*GOAL 1*
Return the passage of the knowledge graph article from "While many in" up to and including "has gone mainstream.".

*DOCUMENT EXTRACT*
The announcement by financial information provider Thomson Reuters this past week that it will offer a "Knowledge Graph feed" to its customers is big news for big data.
Why? For the first time a highly influential data provider has publicly acknowledged the effectiveness of graph-based information – as opposed to traditional database tables – in finding answers, insights and value from incredibly vast amounts of connected data.
While many in the financial services industry and other sectors have been using graph-based technology in their operations for several years, no one has touted the technology as part of a marketing strategy to attract new customers and keep existing customers happy – until now. The latest Thomson Reuters offering demonstrates that this new way of presenting and understanding data has gone mainstream.
The evolution from tables and rows to graph-based queries is a sign that traditional technology is not helping people understand today's ever-growing stores of data, and is likely the driving factor behind Thomson Reuters' decision to make the move.
For those of us who are not data scientists, knowledge graphs are interconnected or linked representations of data described semantically, i.e. with context and human meaning, that can be mined in a much more intuitive way.

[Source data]
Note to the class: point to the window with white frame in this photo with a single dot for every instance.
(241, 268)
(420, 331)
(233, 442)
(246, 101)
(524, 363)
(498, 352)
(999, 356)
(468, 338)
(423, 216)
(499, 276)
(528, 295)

*GOAL 2*
Rescale the records by repeating every line, requests included, with each point coordinate in the answers multiplied by 0.6 and rounded to a whole number, halves rounding up.

*COMPLETE ANSWER 1*
While many in the financial services industry and other sectors have been using graph-based technology in their operations for several years, no one has touted the technology as part of a marketing strategy to attract new customers and keep existing customers happy – until now. The latest Thomson Reuters offering demonstrates that this new way of presenting and understanding data has gone mainstream.

*COMPLETE ANSWER 2*
Note to the class: point to the window with white frame in this photo with a single dot for every instance.
(145, 161)
(252, 199)
(140, 265)
(148, 61)
(314, 218)
(299, 211)
(599, 214)
(281, 203)
(254, 130)
(299, 166)
(317, 177)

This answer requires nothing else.